What is required:
Put every line of the records below into a JSON list of strings, one string per line, skipping blank lines and leaving out the pictures.

Data provided:
------------------------------
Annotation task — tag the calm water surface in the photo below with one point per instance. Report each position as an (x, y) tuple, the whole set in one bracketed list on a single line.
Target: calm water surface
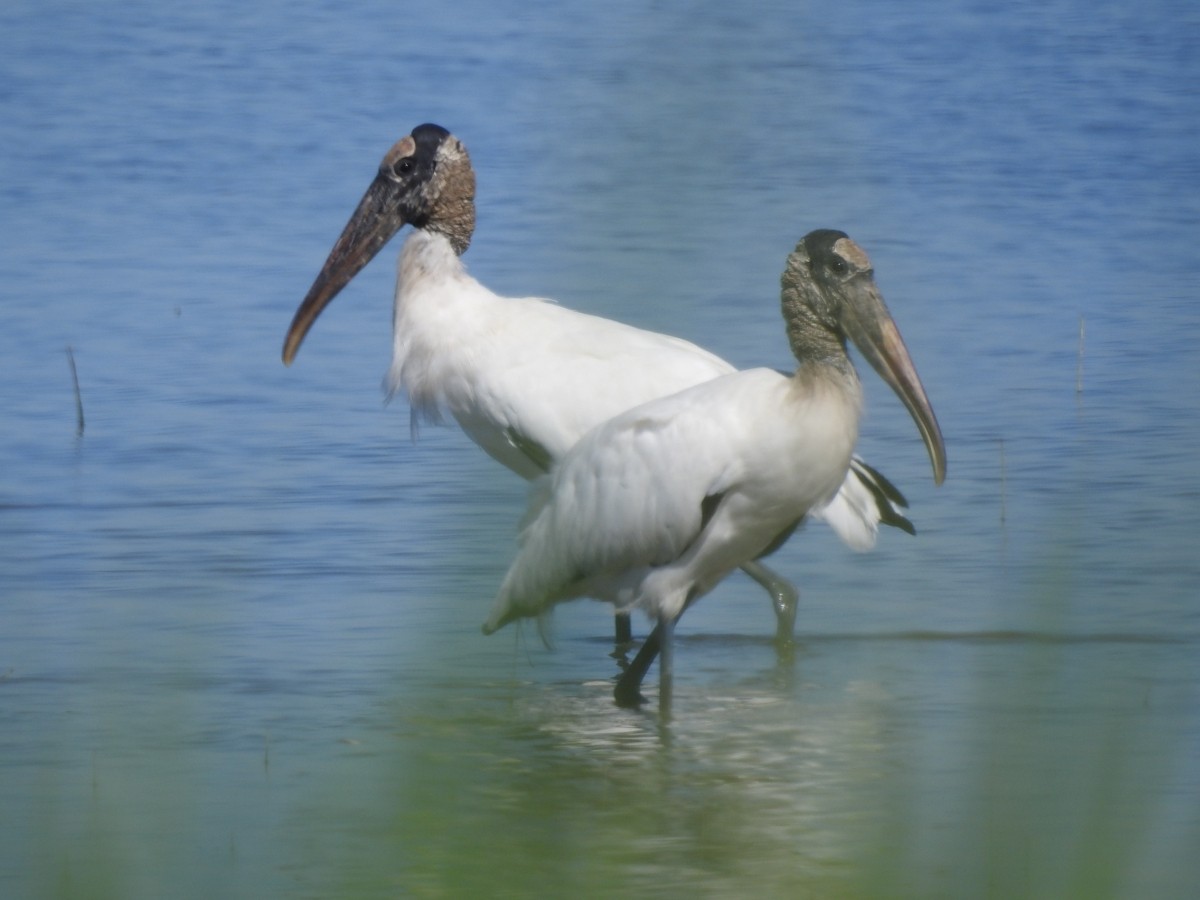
[(239, 635)]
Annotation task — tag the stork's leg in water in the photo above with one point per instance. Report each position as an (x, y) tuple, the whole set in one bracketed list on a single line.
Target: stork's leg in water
[(623, 630), (628, 691), (784, 599), (660, 642)]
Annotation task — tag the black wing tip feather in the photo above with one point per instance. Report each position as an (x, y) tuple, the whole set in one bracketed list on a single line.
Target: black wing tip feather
[(887, 496)]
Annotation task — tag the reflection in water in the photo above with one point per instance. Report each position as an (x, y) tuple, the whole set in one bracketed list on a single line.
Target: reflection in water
[(239, 616)]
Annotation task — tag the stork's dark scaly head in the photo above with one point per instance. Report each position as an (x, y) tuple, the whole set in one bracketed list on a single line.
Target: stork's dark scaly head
[(829, 295), (424, 180)]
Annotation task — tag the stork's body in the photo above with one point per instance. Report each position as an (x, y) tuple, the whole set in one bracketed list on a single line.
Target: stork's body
[(653, 508), (523, 377)]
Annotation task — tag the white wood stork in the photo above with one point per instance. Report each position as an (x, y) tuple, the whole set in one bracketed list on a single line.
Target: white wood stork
[(653, 508), (523, 377)]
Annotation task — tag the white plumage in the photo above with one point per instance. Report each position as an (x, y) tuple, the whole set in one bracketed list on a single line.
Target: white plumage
[(523, 377), (660, 503), (653, 508)]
------------------------------
Worked answer:
[
  "Annotation task — tag the calm water surface in the photo below with one point per instance. Report each position as an (x, y) tuple, the whole set in one bracketed list on a single line.",
  "Target: calm water surface",
  "[(239, 635)]",
  "Annotation task — tag the stork's leg in water in the photo above with one point per instance. Report each position as an (x, y) tuple, the whole set in one bracketed list on a single line.",
  "Target: stork's leg in water",
  "[(623, 630), (628, 691), (784, 599), (660, 642)]",
  "Annotation task — tag the black wing tip feather in the photo above with one point per instance. Report each position as an (x, y) tuple, the whole set in one bracketed list on a single line.",
  "Target: black wing tip feather",
  "[(887, 496)]",
  "Annotation task — tag the reflection in water in the photo above with one point per instance. Report each position as an (x, y) tuple, the whole set in one bracketed list on a single line.",
  "Target: reflection in water",
  "[(239, 616)]",
  "Annotation task — tag the stork's dark scaly head in the photo above with one point per instance. Report each position as an (x, y) tuple, the whole set in one bracketed list on a single line.",
  "Target: stork's dark scaly head",
  "[(829, 295), (424, 180)]",
  "Annotation task — tag the stork's body in the photo above with one point per instance. Report each position as an (x, y) tuple, the whole set in one bracketed list on a single line.",
  "Target: stork's body",
  "[(653, 508), (523, 377)]",
  "Annotation task — tag the white wood stork in the photo above with one point per instance. Report each position as an (x, y) tuple, the whole set in one bracketed list on a single line.",
  "Target: white wood stork",
  "[(653, 508), (523, 377)]",
  "Annotation task — tag the white plumage in the photo above with one point per instance. Report each position as an (x, y) tuple, the whole set in one bracketed list on a single line.",
  "Target: white plumage",
  "[(523, 377), (660, 503), (653, 508)]"
]